# TEXT SECTION:
-- -- --

By the time Harold le Druillenec and Frank Le Villio arrived in Neuengamme in September 1944 from Fort Hatry Prison in France, Neuengamme had begun to resemble an extermination camp. By the end of 1944, most of the prisoners in the camp were in such terrible physical condition from the conditions of their imprisonment that they were incapable of performing forced labour. Le Druillenec was only in Neuengamme for 5 days before being sent to perform forced labour constructing Alter Banter Weg Concentration Camp in Wilhemshaven. Although Frank Le Villio was probably in Neuengamme until being placed on a forced march to Sandbostel Transit Camp at the end of March 1945, he did not live long enough to leave any testimonials about his experience in captivity. The 17-year-old American Phillip Jackson, also a prisoner in Neuengamme, testified at the allied war crimes trials:
We were taken out in batches of a hundred and taken to some showers where we were deprived of our clothes and everything else we wore or carried… Our heads and the remainder of our bodies were completely shaved. Then we had a bath, after which a most minute search was made of our naked bodies with lamps. Then we received a most miscellaneous collection of very old clothes, not even fit for a beggar to wear, and a pair of wooden shoes.

-- -- --

# DATA LINES:

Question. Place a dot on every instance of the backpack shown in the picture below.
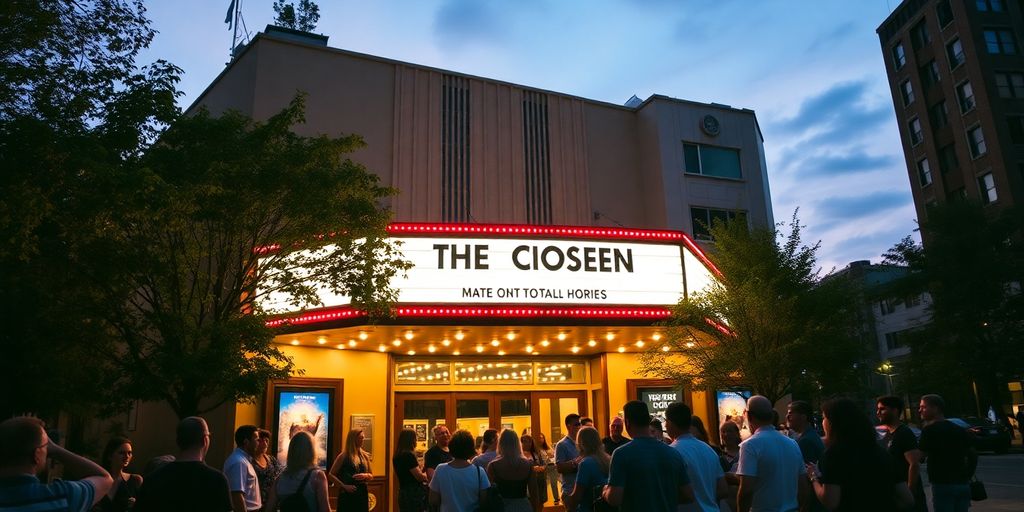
(296, 502)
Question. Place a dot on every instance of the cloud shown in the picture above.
(858, 206)
(463, 23)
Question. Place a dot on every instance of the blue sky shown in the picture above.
(812, 71)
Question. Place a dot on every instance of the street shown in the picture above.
(1004, 477)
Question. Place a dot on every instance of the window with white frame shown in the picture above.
(965, 95)
(1000, 42)
(976, 140)
(986, 183)
(907, 90)
(916, 134)
(954, 51)
(924, 172)
(899, 56)
(711, 161)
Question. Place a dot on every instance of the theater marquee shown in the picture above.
(461, 270)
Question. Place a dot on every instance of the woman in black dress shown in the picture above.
(350, 472)
(117, 456)
(855, 472)
(412, 479)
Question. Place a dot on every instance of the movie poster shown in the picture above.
(731, 404)
(308, 412)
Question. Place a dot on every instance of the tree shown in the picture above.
(73, 103)
(972, 264)
(303, 18)
(183, 267)
(770, 324)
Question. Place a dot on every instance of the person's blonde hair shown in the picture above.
(509, 445)
(590, 445)
(301, 452)
(353, 452)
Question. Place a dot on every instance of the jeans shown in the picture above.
(950, 497)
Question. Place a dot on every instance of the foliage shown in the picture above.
(303, 17)
(786, 328)
(972, 265)
(73, 104)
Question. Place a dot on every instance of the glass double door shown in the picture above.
(527, 412)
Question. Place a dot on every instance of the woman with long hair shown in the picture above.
(267, 467)
(513, 474)
(531, 452)
(854, 473)
(301, 478)
(459, 485)
(350, 472)
(412, 479)
(121, 497)
(548, 457)
(593, 471)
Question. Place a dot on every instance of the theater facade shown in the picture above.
(550, 236)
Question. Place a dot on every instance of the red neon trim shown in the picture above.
(428, 228)
(619, 312)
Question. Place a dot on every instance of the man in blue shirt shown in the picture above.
(24, 450)
(646, 475)
(567, 456)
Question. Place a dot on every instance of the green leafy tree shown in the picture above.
(73, 104)
(770, 324)
(972, 264)
(303, 17)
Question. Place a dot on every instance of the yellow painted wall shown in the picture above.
(365, 377)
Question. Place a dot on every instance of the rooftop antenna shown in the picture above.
(235, 20)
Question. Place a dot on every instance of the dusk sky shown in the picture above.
(812, 71)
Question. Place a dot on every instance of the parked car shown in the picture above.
(987, 435)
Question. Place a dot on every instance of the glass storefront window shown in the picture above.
(560, 373)
(423, 373)
(494, 373)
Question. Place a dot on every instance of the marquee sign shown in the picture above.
(454, 269)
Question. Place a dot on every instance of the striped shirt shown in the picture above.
(27, 494)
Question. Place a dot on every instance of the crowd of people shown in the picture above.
(643, 465)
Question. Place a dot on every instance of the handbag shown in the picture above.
(492, 498)
(978, 492)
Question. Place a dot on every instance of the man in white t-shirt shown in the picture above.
(771, 467)
(701, 463)
(241, 473)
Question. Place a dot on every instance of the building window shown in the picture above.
(976, 139)
(704, 219)
(944, 12)
(1000, 41)
(919, 35)
(965, 93)
(954, 51)
(1016, 128)
(907, 90)
(947, 159)
(986, 184)
(711, 161)
(916, 135)
(929, 74)
(455, 150)
(992, 5)
(537, 157)
(1010, 85)
(899, 56)
(938, 115)
(924, 173)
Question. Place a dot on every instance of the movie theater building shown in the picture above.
(549, 233)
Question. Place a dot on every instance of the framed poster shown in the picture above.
(305, 406)
(366, 423)
(730, 404)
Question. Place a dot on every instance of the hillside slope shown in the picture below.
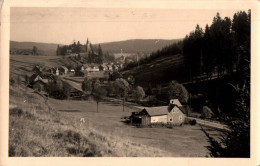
(159, 71)
(136, 45)
(47, 48)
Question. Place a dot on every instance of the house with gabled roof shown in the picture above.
(173, 113)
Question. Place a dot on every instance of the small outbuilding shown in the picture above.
(174, 113)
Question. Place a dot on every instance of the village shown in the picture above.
(90, 93)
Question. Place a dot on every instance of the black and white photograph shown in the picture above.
(129, 82)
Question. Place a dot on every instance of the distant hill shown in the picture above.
(136, 45)
(161, 70)
(127, 46)
(44, 48)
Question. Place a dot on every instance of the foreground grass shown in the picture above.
(35, 129)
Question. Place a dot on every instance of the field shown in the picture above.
(23, 64)
(160, 70)
(185, 141)
(104, 133)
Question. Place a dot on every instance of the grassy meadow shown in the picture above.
(40, 127)
(159, 71)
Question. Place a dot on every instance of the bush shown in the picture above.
(192, 122)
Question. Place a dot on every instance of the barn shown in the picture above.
(150, 115)
(174, 113)
(40, 85)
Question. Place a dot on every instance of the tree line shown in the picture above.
(219, 48)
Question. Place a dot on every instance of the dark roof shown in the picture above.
(176, 102)
(183, 108)
(154, 111)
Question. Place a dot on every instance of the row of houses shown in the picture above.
(174, 113)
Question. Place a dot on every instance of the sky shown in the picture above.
(64, 25)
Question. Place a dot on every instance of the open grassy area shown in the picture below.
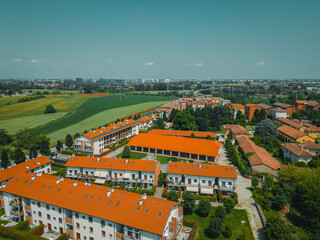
(14, 125)
(99, 119)
(134, 155)
(234, 218)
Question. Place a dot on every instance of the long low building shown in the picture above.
(91, 212)
(132, 172)
(180, 133)
(190, 148)
(201, 178)
(40, 164)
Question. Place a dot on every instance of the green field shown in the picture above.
(99, 119)
(14, 125)
(234, 218)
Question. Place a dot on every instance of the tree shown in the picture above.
(49, 109)
(18, 156)
(204, 208)
(227, 231)
(254, 182)
(214, 228)
(220, 212)
(173, 196)
(229, 204)
(189, 203)
(59, 146)
(45, 147)
(5, 138)
(4, 158)
(69, 141)
(266, 128)
(126, 152)
(32, 152)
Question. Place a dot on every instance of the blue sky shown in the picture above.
(160, 39)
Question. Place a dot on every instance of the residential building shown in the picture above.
(132, 172)
(249, 110)
(181, 133)
(97, 141)
(289, 134)
(40, 164)
(201, 178)
(190, 148)
(277, 112)
(85, 211)
(260, 160)
(235, 131)
(289, 108)
(295, 152)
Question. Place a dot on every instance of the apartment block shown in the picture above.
(132, 172)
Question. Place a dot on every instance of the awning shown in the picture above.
(100, 181)
(103, 174)
(127, 175)
(192, 189)
(206, 191)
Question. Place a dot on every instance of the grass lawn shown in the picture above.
(96, 120)
(134, 155)
(250, 128)
(234, 218)
(14, 125)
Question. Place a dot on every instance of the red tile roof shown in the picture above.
(23, 167)
(111, 163)
(260, 156)
(180, 133)
(121, 207)
(291, 132)
(179, 144)
(296, 150)
(197, 169)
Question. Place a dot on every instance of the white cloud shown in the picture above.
(260, 64)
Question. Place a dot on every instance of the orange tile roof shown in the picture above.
(144, 119)
(22, 167)
(121, 207)
(296, 150)
(111, 163)
(260, 156)
(179, 144)
(105, 131)
(291, 132)
(181, 133)
(196, 169)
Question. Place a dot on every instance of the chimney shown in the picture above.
(144, 196)
(109, 193)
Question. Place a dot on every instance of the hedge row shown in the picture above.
(194, 225)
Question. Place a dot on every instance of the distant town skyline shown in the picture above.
(160, 39)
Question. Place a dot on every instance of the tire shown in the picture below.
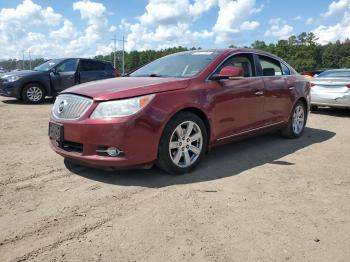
(180, 155)
(297, 121)
(314, 108)
(33, 93)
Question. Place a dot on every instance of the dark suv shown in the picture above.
(52, 77)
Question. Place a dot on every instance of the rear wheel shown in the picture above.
(297, 121)
(183, 144)
(314, 108)
(33, 93)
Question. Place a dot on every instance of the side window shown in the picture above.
(67, 66)
(109, 67)
(270, 67)
(89, 65)
(243, 61)
(285, 70)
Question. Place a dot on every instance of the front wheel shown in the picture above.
(183, 144)
(33, 93)
(297, 121)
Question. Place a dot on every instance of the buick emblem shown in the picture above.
(61, 106)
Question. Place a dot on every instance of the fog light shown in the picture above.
(108, 151)
(113, 151)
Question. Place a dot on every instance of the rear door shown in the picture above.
(64, 75)
(279, 89)
(91, 70)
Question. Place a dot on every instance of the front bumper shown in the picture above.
(9, 89)
(330, 99)
(137, 137)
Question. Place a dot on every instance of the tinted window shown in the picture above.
(67, 66)
(270, 67)
(89, 65)
(285, 69)
(185, 64)
(335, 73)
(244, 61)
(48, 65)
(109, 67)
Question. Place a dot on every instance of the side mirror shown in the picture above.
(229, 72)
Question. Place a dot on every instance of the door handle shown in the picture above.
(259, 93)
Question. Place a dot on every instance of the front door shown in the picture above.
(279, 93)
(64, 75)
(240, 102)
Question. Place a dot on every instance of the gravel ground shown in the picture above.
(262, 199)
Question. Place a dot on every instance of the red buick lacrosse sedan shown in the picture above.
(173, 110)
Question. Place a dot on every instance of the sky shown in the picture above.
(85, 28)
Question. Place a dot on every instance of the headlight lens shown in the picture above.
(11, 78)
(121, 108)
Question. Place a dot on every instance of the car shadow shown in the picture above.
(224, 161)
(338, 112)
(21, 102)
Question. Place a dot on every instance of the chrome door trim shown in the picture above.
(250, 130)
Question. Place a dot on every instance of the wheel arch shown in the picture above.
(47, 88)
(200, 113)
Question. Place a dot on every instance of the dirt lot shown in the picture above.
(264, 199)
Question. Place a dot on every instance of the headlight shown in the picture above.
(11, 78)
(120, 108)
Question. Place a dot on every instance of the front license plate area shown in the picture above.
(56, 132)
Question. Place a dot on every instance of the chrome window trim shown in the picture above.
(248, 53)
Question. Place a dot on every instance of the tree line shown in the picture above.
(302, 52)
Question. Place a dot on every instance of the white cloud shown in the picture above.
(279, 29)
(337, 7)
(232, 19)
(167, 23)
(67, 31)
(249, 25)
(47, 33)
(339, 31)
(309, 21)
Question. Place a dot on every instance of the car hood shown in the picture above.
(23, 73)
(123, 87)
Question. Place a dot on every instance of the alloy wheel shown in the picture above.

-- -- --

# SET TASK:
Continue the passage about the Neuengamme concentration camp after its last sentence.

# ANSWER TO THE PROBLEM:
[Food consisted of] about one quarter of a 3 lb. loaf of black bread and one litre of cabbage or swede soup per person. … Normally we had 500 men sleeping in one block, two to a bed, but often this would increase to 700. Conditions of living were absolutely foul — the stench was awful at night when all the windows were closed.
[SS-Obersturmführer Anton Thumann] was constantly going round the camp beating and whipping the prisoners and letting his large unmuzzled dogs loose on the prisoners. I saw this happen many times. One day when we were marching back to the camp I saw him punch my Kapo, namely 7083 Fritz Schon, a German political prisoner, several times in the face because he said our column was not marching in step. He always attended the hanging of people and read the sentences and gave the order to hang.
SS-Oberscharführer Willy Dreimann was in charge of the blocks where the prisoners were housed. His hobby was riding around the camp on a bicycle with a leather whip beating the prisoners as he went. He was a sadist in every respect. He always attended all the hangings. On these occasions the prisoners were made to take their clothes off before they were hanged, and he used to shout ‘Get a move on — the quicker you are, the quicker you will be dead’ or words to that effect. I heard that sometimes these people were not killed outright, and afterwards Dreimann would go to the mortuary and strangle the bodies with his own hands.
Phillip Jackson was one of the few survivors of the prison ship Cap Arcona, which British Royal Air Force aeroplanes attacked and sank, not knowing that 7,000 former Neuengamme prisoners were on board, including Phillip’s father Sumner Jackson, who he never saw again. Only around 450 survived.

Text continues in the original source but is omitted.